- _To be done_
1 – Repeat the part of the Derby forum post starting with "You are viewing" and going on through "over big table...".
2 – In the Derby forum post, at what ratio or higher has the replier not heard of out-of-memory exceptions happening?

You are viewing a plain text version of this content. The canonical link for it is here.
Posted to derby-user@db.apache.org by yves pielusenet <yv...@free.fr> on 2006/06/12 16:18:07 UTC

Re: Iterate over big table...

Le vendredi 19 mai 2006 à 13:13 -0700, Stanley Bradbury a écrit :
> yves pielusenet wrote:
> 
> >Hello,
> >I have such a table :
> >CREATE TABLE data (
> >   numvign INTEGER PRIMARY KEY,
> >   data BLOB NOT NULL
> >)
> >
> >This table should have millions of records. I have to iterate over all
> >records.
> >What is the best way (I don't want to have a outOfMemoryException) :
> >
> >for(int i=0; i<nbRows; i++){
> >    theData = select data from data where numvign=i;
> >    doSomething(theData);
> >}
> >
> >or :
> >
> >alldata = select data from data order by numvign;
> >while(alldata.hasNext()){
> >   doSomething(allData.next());
> >}
> >
> >When I do a big select, are all selected rows into memory or derby
> >access to database when it necessary ?
> >
> >thanks :)
> >
> >  
> >
> Hi -
> With the proper Derby pageCache and JVM maxHeap settings you should not 
> get OutOfMemory (OOM) exceptions when using Derby.  Determining the 
> exact, best setting requires iterative testing on your application using 
> different settings.  I've included guidelines below on how to balance 
> these factors for a system.  The default pageCache setting of Derby 
> works well for databases that do not make heavy use of LOB data (thus 
> utilizing many 32 K pages rather than the standard 4 K pages).  When you 
> select  from the above table you will be using all 32 K pages and should 
> compute the proper setting for pageCache and maxHeap to obtain a ratio 
> on 16:1 or higher.  I have not heard of OOM exceptions happening in 
> systems using a 20:1 ratio or higher.
> 
> Here's the basic information you need to know:
> Avoinding  OOM exceptions means balancing three things:
>      How much of the  physical memory of the machine you can allocate to 
> the JVM.
>           IMPORTANT: The JVM must fit in physical memory.
>      The maximum heap size allowed for the jvm (-Xmx )
>      The size of the Derby/Cloudscape pageCache (pageCache * avg. pageSize)
> 
> The JVM maximum Heap size (maxHeap) is set using the java parameter 
> "-Xmx#m" where # is the maximum number of Mb to allocate to the heap 
> (for example java -Xmx128m - for a 128 Mb maxHeap).
> The Derby pageCache size is set using the property 
> derby.storage.pageCacheSize. pageCache and is specified in database 
> pages (which can be of various sizes: 4K for standard tables, 32K for 
> tables with LOBs). 
> 
> The following sizing method computes the number of pages to allocate to 
> the pageCache as a ratio of the JVM maximum Heap size.  This ratio for a 
> default implementation of Derby is 16:1 (default sizes:  pageCache of 
> 1000 pages, only 4 K pages in the database running in a 64 Mb JVM) and 
> can be calculated using the following formula:  JVM maxHeap / ( (avg. 
> page size) * pageCache) / pageCache) [ 64M / ( (1000*4)/1000 ].  If you 
> are getting OOM exceptions in Derby it is likely that your 'avg. page 
> size' is greater than 4 K.

- _Dataset section_
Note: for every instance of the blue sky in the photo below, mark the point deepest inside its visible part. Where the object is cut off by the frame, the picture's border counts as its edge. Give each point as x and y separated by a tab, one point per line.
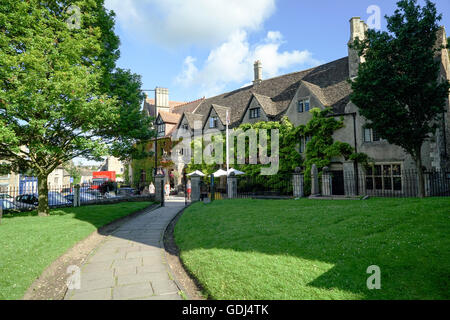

- _In response_
1 –
You are viewing a plain text version of this content. The canonical link for it is here.
Posted to derby-user@db.apache.org by yves pielusenet <yv...@free.fr> on 2006/06/12 16:18:07 UTC

Re: Iterate over big table...

2 – 20:1 or higher.